------ Fragmento del documento ------

Decido comenzar la experiencia con el fortepiano, evitando así tener en mente la sonoridad de un piano moderno y las injustas comparaciones que de ellos se pudieran derivar. Y me decanto por ese músico tan sensato como desigual que es Ronald Brautigam, que hace uso de la copia de un Conrad Graf de hacia 1819, es decir, un año posterior al de la composición de esta sonata: suena con suficiente cuerpo y ofrece muchas posibilidades en lo que a la dinámica se refiere. Esta se encuentra plenamente aprovechada por el artista holandés, quien nos ofrece una recreación medianamente satisfactoria no solo en lo técnico sino también en lo expresivo, aunque algo alicorta en ese sentido del misterio y de la ambigüedad que lúcidamente destacan las notas al programa. Es el caso del Allegretto inicial, bien contrastado pero un tanto soso. Magnífico el Vivace alla Marcia, dicho con el empuje, la decisión y la rotundidad necesarias. En el Adagio la sonoridad del instrumento resulta, cuando se mantiene en piano, por completo distinta a lo que estamos acostumbrados; a algunos les irritará, mientras que a mí me parece fascinante. Brautigam frasea este tercer movimiento con musicalidad, ya que no con particular inspiración, para después entrar en el Allegro conclusivo con un ardor que le lleva a la precipitación. En poco tiempo el artista se centra y termina ofreciendo una recreación muy digna, aunque antes atenta a la claridad de sus estructuras fugadas que a las posibilidades poéticas de la página: resulta un tanto rígido, por momentos incluso mecánico, aunque no deje de ofrecer algún fortísimo abrumador. La toma de sonido realizada por los ingenieros de BIS resulta formidable en su edición en un SACD multicanal que, por cierto, tengo firmado por el propio Brautigam. (7)

------

* [Objetivo de la tarea]: Traduzca al inglés esta oración de la reseña sobre la grabación de Brautigam: «Magnífico el Vivace alla Marcia, dicho con el empuje, la decisión y la rotundidad necesarias.»

------ Información extraída ------

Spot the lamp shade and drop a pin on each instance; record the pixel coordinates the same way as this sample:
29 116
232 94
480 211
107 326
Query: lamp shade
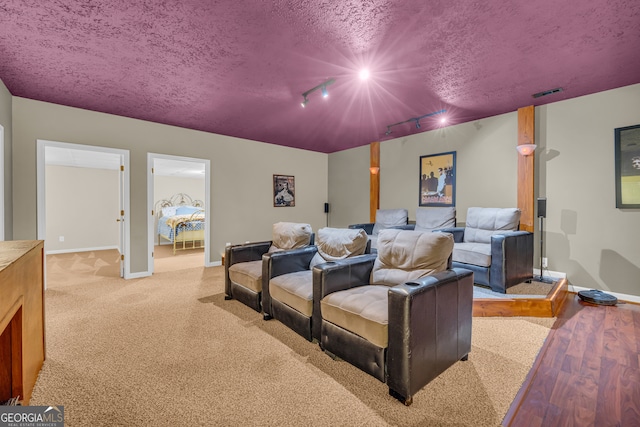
526 149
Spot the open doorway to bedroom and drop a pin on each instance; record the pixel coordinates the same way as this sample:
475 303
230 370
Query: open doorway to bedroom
178 197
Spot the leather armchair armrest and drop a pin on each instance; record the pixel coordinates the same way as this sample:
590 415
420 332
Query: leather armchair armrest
367 227
336 276
429 328
242 253
405 227
458 233
245 253
283 262
511 259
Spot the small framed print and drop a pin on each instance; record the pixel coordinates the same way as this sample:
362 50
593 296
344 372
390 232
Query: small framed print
627 155
284 191
438 180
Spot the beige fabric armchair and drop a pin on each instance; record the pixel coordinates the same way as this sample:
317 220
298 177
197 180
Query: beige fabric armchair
385 218
244 266
287 289
404 316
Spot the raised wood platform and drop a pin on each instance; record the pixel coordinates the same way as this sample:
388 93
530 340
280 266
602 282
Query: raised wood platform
532 307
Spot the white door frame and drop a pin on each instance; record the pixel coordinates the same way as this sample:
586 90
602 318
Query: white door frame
150 204
41 192
1 183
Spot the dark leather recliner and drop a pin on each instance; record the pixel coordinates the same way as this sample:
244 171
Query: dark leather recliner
244 267
407 327
287 288
491 246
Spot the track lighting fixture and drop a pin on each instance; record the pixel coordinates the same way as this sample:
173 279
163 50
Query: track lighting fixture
322 87
415 119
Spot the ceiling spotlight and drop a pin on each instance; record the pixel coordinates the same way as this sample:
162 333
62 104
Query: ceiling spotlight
322 87
417 120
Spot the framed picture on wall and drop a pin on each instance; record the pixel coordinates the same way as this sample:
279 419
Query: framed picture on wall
284 191
437 180
627 155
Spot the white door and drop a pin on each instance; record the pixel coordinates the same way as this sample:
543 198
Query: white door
121 216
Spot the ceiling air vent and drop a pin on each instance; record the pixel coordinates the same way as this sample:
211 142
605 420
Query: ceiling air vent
547 92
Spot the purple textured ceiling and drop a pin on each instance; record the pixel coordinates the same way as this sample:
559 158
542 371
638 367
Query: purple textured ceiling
239 67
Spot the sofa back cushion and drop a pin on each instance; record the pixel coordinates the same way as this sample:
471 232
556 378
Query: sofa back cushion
482 223
290 235
429 219
405 255
339 243
386 218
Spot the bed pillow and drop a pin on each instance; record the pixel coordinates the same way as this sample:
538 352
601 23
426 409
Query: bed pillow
169 210
186 210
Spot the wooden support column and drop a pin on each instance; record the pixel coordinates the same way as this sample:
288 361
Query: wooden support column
526 126
374 180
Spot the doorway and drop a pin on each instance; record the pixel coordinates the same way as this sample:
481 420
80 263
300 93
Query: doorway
81 224
182 180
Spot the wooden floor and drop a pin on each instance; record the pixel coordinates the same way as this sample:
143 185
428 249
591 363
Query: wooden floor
587 372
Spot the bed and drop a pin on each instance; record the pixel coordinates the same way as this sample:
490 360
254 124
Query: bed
181 222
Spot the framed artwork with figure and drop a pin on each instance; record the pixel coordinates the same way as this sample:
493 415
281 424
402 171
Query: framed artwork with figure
284 191
627 155
437 180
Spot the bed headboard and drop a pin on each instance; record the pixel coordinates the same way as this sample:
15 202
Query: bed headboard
178 199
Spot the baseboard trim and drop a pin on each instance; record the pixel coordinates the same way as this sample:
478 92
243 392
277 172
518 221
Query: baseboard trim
68 251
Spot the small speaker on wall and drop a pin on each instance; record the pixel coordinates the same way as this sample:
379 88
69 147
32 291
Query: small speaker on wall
542 207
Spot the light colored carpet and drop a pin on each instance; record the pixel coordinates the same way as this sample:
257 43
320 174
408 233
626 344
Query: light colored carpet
168 350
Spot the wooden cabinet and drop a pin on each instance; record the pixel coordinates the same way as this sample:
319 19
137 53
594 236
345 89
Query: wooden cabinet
22 341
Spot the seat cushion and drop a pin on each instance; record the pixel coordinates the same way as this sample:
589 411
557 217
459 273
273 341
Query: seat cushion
473 253
294 290
338 243
405 255
482 223
386 218
362 310
247 274
290 235
429 219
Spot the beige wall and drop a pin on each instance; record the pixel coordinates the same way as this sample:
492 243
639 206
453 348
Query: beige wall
6 121
585 235
241 172
81 205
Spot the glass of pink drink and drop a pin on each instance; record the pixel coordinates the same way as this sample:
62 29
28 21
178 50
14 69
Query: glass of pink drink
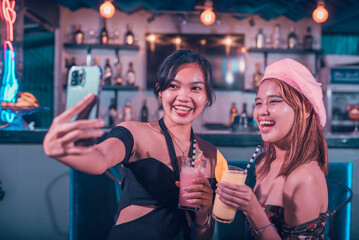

------

* [Resultado del ejercicio]: The Vivace alla Marcia is magnificent, delivered with the necessary drive, decisiveness, and forcefulness.